BEGIN

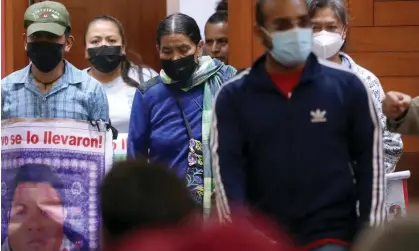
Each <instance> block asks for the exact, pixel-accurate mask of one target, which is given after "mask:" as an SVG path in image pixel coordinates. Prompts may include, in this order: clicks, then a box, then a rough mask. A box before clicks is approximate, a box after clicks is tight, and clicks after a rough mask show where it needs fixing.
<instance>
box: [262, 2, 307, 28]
mask: <svg viewBox="0 0 419 251" xmlns="http://www.w3.org/2000/svg"><path fill="white" fill-rule="evenodd" d="M265 2H266V0H257V1H256V8H255V11H256V13H255V14H256V24H257V25H259V26H261V27H264V26H265V15H264V14H263V10H262V9H263V5H264V4H265ZM304 2H305V3H307V1H306V0H305V1H304Z"/></svg>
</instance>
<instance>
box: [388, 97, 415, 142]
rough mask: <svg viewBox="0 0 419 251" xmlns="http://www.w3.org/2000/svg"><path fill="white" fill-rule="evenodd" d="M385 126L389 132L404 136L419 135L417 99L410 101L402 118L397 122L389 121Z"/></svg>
mask: <svg viewBox="0 0 419 251" xmlns="http://www.w3.org/2000/svg"><path fill="white" fill-rule="evenodd" d="M387 126H388V127H389V129H390V130H392V131H394V132H398V133H401V134H404V135H419V97H416V98H414V99H413V100H412V102H411V103H410V106H409V109H408V111H407V113H406V114H405V116H403V118H401V119H399V120H397V121H392V120H389V121H388V123H387Z"/></svg>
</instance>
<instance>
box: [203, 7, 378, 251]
mask: <svg viewBox="0 0 419 251" xmlns="http://www.w3.org/2000/svg"><path fill="white" fill-rule="evenodd" d="M256 18H257V20H256V21H257V24H258V34H259V36H260V38H261V40H262V41H263V44H264V46H265V47H266V48H267V53H266V54H265V55H264V56H262V57H261V58H259V59H258V60H257V61H256V62H255V63H254V65H253V66H252V68H251V69H249V70H247V71H244V72H242V73H240V74H238V75H237V76H236V77H235V78H233V79H231V80H230V81H229V82H228V83H226V84H225V86H224V87H223V88H222V89H221V90H220V92H219V94H218V97H217V98H216V101H215V107H214V117H213V121H212V124H213V126H212V131H211V145H212V164H213V168H214V179H215V183H216V188H215V194H216V203H217V209H218V212H219V216H220V217H221V219H222V220H229V219H230V212H231V210H230V208H231V206H243V205H246V206H250V207H252V208H255V209H257V210H260V211H261V212H263V213H265V214H267V215H268V216H270V217H271V218H272V219H274V220H276V221H277V222H278V223H279V224H281V225H282V226H284V227H286V229H287V230H288V231H289V233H290V234H291V235H292V237H294V239H295V241H296V242H297V244H298V245H299V246H301V247H302V250H316V251H319V250H321V251H324V250H329V251H332V250H333V251H341V250H342V251H343V250H348V248H347V246H349V245H350V243H351V241H352V240H353V239H354V237H355V236H356V234H357V233H358V231H359V229H360V228H362V227H365V226H372V227H374V226H378V225H380V224H381V223H382V222H383V221H384V219H385V210H384V189H385V178H384V173H385V172H384V167H383V152H382V151H383V150H382V136H381V135H382V132H381V128H380V125H379V120H378V118H377V116H376V112H375V110H374V106H373V104H372V101H371V98H370V96H369V93H368V91H367V89H366V87H365V86H364V84H363V83H362V82H361V80H360V79H359V78H358V77H357V76H356V75H355V74H354V73H352V72H350V71H348V70H345V68H343V67H340V65H338V64H334V63H328V62H326V61H324V60H321V59H318V58H316V57H315V56H314V54H312V53H311V44H312V29H311V23H310V18H309V16H308V14H307V5H306V1H305V0H258V2H257V6H256ZM353 162H356V163H357V164H356V165H352V164H351V163H353ZM357 201H359V214H358V213H357V206H356V204H357Z"/></svg>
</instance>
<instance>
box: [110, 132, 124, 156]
mask: <svg viewBox="0 0 419 251" xmlns="http://www.w3.org/2000/svg"><path fill="white" fill-rule="evenodd" d="M127 139H128V133H118V138H117V139H115V140H114V141H113V142H112V147H113V160H114V162H115V161H122V160H125V159H126V158H127Z"/></svg>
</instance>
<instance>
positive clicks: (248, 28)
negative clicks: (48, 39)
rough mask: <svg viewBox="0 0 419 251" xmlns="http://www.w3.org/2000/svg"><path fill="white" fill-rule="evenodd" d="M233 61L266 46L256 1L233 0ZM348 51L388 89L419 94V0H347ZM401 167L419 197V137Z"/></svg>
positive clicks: (232, 24)
mask: <svg viewBox="0 0 419 251" xmlns="http://www.w3.org/2000/svg"><path fill="white" fill-rule="evenodd" d="M228 4H229V21H228V22H229V62H230V63H231V64H232V65H233V66H235V67H237V68H244V67H249V66H251V64H252V62H253V61H254V60H256V58H257V57H259V56H260V55H261V54H262V53H263V51H264V49H263V48H262V46H261V43H260V42H259V41H258V39H257V38H256V36H255V34H254V32H253V26H254V24H255V4H256V0H229V2H228ZM346 4H347V6H348V9H349V13H350V16H351V21H350V27H349V32H348V41H347V42H348V47H347V52H348V53H349V55H351V56H352V57H353V58H354V59H355V61H356V62H357V63H358V64H360V65H362V66H363V67H365V68H367V69H369V70H370V71H372V72H373V73H374V74H376V75H377V76H378V78H379V79H380V81H381V83H382V85H383V88H384V90H385V91H390V90H398V91H401V92H405V93H408V94H409V95H412V96H419V66H418V62H419V19H418V18H417V13H418V10H419V0H406V1H402V0H348V1H346ZM403 142H404V152H405V153H404V154H403V156H402V159H401V161H400V162H399V165H398V166H397V171H401V170H410V171H411V173H412V177H411V179H410V180H409V189H410V195H411V196H410V197H411V198H416V199H419V137H403Z"/></svg>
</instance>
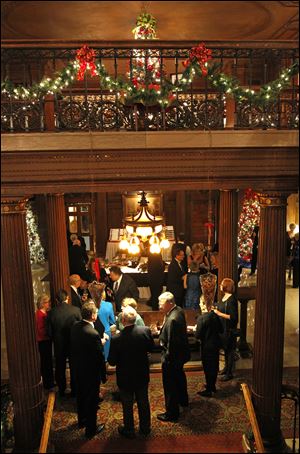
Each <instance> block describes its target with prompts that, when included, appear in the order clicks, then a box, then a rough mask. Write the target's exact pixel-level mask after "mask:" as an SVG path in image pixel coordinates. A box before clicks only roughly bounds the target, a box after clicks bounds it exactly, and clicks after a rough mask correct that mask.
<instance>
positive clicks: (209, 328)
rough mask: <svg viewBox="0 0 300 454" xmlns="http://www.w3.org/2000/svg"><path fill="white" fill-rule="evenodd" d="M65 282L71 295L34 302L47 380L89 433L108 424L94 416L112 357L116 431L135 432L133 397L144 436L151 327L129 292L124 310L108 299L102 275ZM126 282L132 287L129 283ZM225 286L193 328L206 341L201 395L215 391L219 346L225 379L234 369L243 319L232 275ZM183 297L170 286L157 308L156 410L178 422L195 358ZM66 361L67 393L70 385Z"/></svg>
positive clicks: (148, 432) (111, 272)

END

With images excluded, write the records above out again exactly.

> RESULT OF THIS TASK:
Each <instance> block asks for the exact, pixel-accurate mask of one target, which is given after "mask:" as an SVG path in image pixel coordinates. Prompts may include, in this order: clicks, then a box, then a rough mask. A box before clicks is approximate, a box after clicks is tight, and clicks after a rough mask show where it needs fixing.
<instance>
box: [262, 2, 307, 28]
mask: <svg viewBox="0 0 419 251" xmlns="http://www.w3.org/2000/svg"><path fill="white" fill-rule="evenodd" d="M265 2H266V0H257V1H256V8H255V11H256V13H255V14H256V24H257V25H259V26H261V27H264V26H265V15H264V14H263V10H262V9H263V5H264V4H265ZM304 2H305V3H307V1H306V0H305V1H304Z"/></svg>
</instance>
<instance>
box: [388, 97, 415, 142]
rough mask: <svg viewBox="0 0 419 251" xmlns="http://www.w3.org/2000/svg"><path fill="white" fill-rule="evenodd" d="M385 126L389 132L404 136L419 135L417 99L410 101L402 118L397 122L389 121Z"/></svg>
mask: <svg viewBox="0 0 419 251" xmlns="http://www.w3.org/2000/svg"><path fill="white" fill-rule="evenodd" d="M387 126H388V127H389V129H390V130H392V131H394V132H398V133H401V134H404V135H419V97H416V98H414V99H413V100H412V102H411V103H410V106H409V109H408V111H407V113H406V114H405V116H403V118H401V119H399V120H397V121H392V120H389V121H388V123H387Z"/></svg>
</instance>
<instance>
box: [203, 7, 378, 251]
mask: <svg viewBox="0 0 419 251" xmlns="http://www.w3.org/2000/svg"><path fill="white" fill-rule="evenodd" d="M256 18H257V20H256V21H257V24H258V34H259V36H260V38H261V40H262V41H263V44H264V46H265V47H266V48H267V53H266V54H265V55H264V56H262V57H261V58H259V59H258V60H257V61H256V62H255V63H254V65H253V66H252V68H251V69H249V70H247V71H244V72H242V73H240V74H238V75H237V76H236V77H235V78H233V79H231V80H230V81H229V82H228V83H226V84H225V86H224V87H223V88H222V89H221V90H220V92H219V94H218V97H217V98H216V101H215V107H214V117H213V121H212V124H213V126H212V131H211V145H212V164H213V168H214V179H215V183H216V188H215V194H216V203H217V209H218V212H219V216H220V217H221V219H222V220H229V219H230V212H231V210H230V208H231V206H243V205H246V206H250V207H252V208H255V209H257V210H260V211H261V212H263V213H265V214H267V215H268V216H270V217H271V218H272V219H274V220H276V221H277V222H278V223H279V224H281V225H282V226H284V227H286V229H287V230H288V231H289V233H290V234H291V235H292V237H294V239H295V241H296V242H297V244H298V245H299V246H301V247H302V250H316V251H319V250H321V251H324V250H329V251H332V250H333V251H341V250H342V251H343V250H348V248H347V246H349V245H350V243H351V241H352V240H353V239H354V237H355V236H356V234H357V233H358V231H359V229H360V228H362V227H365V226H372V227H374V226H378V225H380V224H381V223H382V222H383V221H384V219H385V210H384V189H385V178H384V173H385V172H384V167H383V152H382V151H383V150H382V136H381V135H382V132H381V128H380V125H379V120H378V118H377V116H376V112H375V110H374V106H373V104H372V101H371V98H370V96H369V93H368V91H367V89H366V87H365V86H364V84H363V83H362V82H361V80H360V79H359V78H358V77H357V76H356V75H355V74H354V73H352V72H350V71H348V70H345V68H343V67H340V65H338V64H334V63H328V62H326V61H324V60H321V59H318V58H316V57H315V56H314V54H312V53H311V44H312V29H311V23H310V18H309V16H308V14H307V5H306V1H305V0H258V2H257V6H256ZM353 162H356V163H357V164H356V165H352V164H351V163H353ZM357 201H359V214H358V213H357V206H356V204H357Z"/></svg>
</instance>
<instance>
box: [110, 132, 124, 156]
mask: <svg viewBox="0 0 419 251" xmlns="http://www.w3.org/2000/svg"><path fill="white" fill-rule="evenodd" d="M127 139H128V133H118V138H117V139H115V140H114V141H113V142H112V147H113V160H114V162H115V161H122V160H125V159H126V158H127Z"/></svg>
</instance>
<instance>
positive clicks: (248, 28)
negative clicks: (48, 39)
rough mask: <svg viewBox="0 0 419 251" xmlns="http://www.w3.org/2000/svg"><path fill="white" fill-rule="evenodd" d="M233 61L266 46L256 1L233 0ZM348 51L388 89L419 94V0H347ZM401 167L419 197V137Z"/></svg>
positive clicks: (232, 24)
mask: <svg viewBox="0 0 419 251" xmlns="http://www.w3.org/2000/svg"><path fill="white" fill-rule="evenodd" d="M228 4H229V21H228V22H229V62H230V63H231V64H232V65H233V66H235V67H237V68H244V67H249V66H251V64H252V62H253V61H254V60H256V58H257V57H259V56H260V55H261V54H262V53H263V51H264V49H263V48H262V46H261V43H260V42H259V41H258V39H257V38H256V36H255V34H254V32H253V26H254V24H255V4H256V0H229V2H228ZM346 4H347V6H348V9H349V13H350V16H351V21H350V27H349V32H348V41H347V42H348V47H347V52H348V53H349V55H351V56H352V57H353V58H354V59H355V61H356V62H357V63H358V64H360V65H362V66H363V67H365V68H367V69H369V70H370V71H372V72H373V73H374V74H376V75H377V76H378V78H379V79H380V81H381V83H382V85H383V88H384V90H385V91H390V90H398V91H401V92H405V93H408V94H409V95H412V96H419V66H418V62H419V19H418V18H417V13H418V10H419V0H406V1H402V0H348V1H346ZM403 142H404V152H405V153H404V154H403V156H402V159H401V161H400V162H399V165H398V166H397V171H401V170H410V171H411V173H412V177H411V179H410V180H409V189H410V195H411V196H410V197H411V198H416V199H419V137H403Z"/></svg>
</instance>
Each <instance> block describes its target with prompts that, when included, appear in the order clicks, then a box, then a rough mask. Write the target's exact pixel-level mask after "mask:" as an SVG path in image pixel coordinates. A box before clicks only roughly bounds the target, a box after clicks bounds it exactly, and clicks after a rough mask correct that mask.
<instance>
positive clicks: (209, 328)
rough mask: <svg viewBox="0 0 300 454" xmlns="http://www.w3.org/2000/svg"><path fill="white" fill-rule="evenodd" d="M65 282L71 295L34 302L47 380L89 433L108 424L94 416L112 357L116 431L135 432L133 397L144 436L151 327L129 292L124 310L108 299L102 275ZM126 282L132 287L129 283ZM225 286L193 328L206 341L201 395L215 391L219 346L225 379L234 369L243 319L232 275ZM183 297L170 286L157 308L156 410L178 422L195 358ZM66 361L67 393L70 385Z"/></svg>
positive clicks: (148, 432) (111, 272)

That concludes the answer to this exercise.